## TEXT:
From first to last, the Olympic Games focus on character in action, a combination of sacrifice and self-denial with a perfectly disciplined will that refuses to give in. It’s this state of mind that we, the Olympic world, celebrate.
The father of the modern Olympics, Pierre de Coubertin (d 1937) confirms this philosophy: “The most important thing in the Olympic Games is not to win but to take part, just as the most important thing in life is not the triumph but the struggle. The essential thing is not to have conquered but to have fought well.”
In 1905, de Courbertin told “The New York Tribune” that in a private interview with Pope Pius X, that he, De Courbertin, sought and received financial support from the pontiff for the Olympic Games:
(The pontiff) said that the Church throughout the world ought to take eager interest in athletic culture and help in promoting physical progress among boys and girls of the rising generation. The Pope expressed the opinion that healthful open-air sport was the surest means of compensating for the ever-increasing strenuous mental work required of all – women as well as men – who take an intelligent share in the everyday task of contemporary civilization. (“The Dawn Patrol”, July 27, 2012)

## DATASET CONTENT:

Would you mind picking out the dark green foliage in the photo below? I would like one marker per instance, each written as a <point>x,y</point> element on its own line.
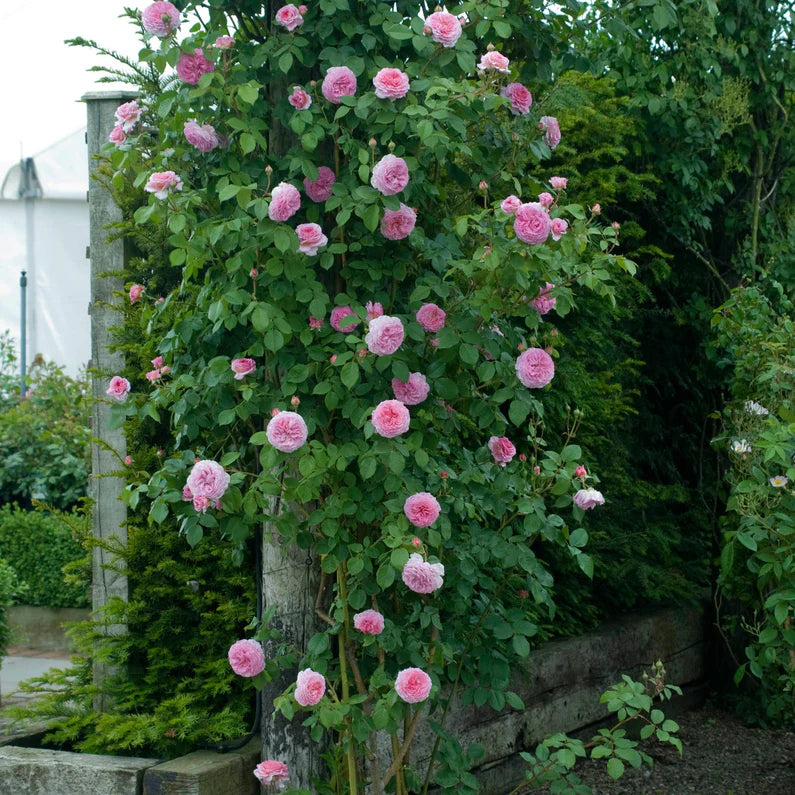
<point>39,545</point>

## REQUIREMENTS:
**A)** In the Olympic passage, what did Pierre de Coubertin call the most important thing in the Olympic Games?
**B)** In the Olympic passage, copy the stretch from "From first to" through "Olympic world, celebrate.", switching "sacrifice" for "dedication".

## SOLUTION LIST:
**A)** Not to win but to take part.

**B)**
From first to last, the Olympic Games focus on character in action, a combination of dedication and self-denial with a perfectly disciplined will that refuses to give in. It’s this state of mind that we, the Olympic world, celebrate.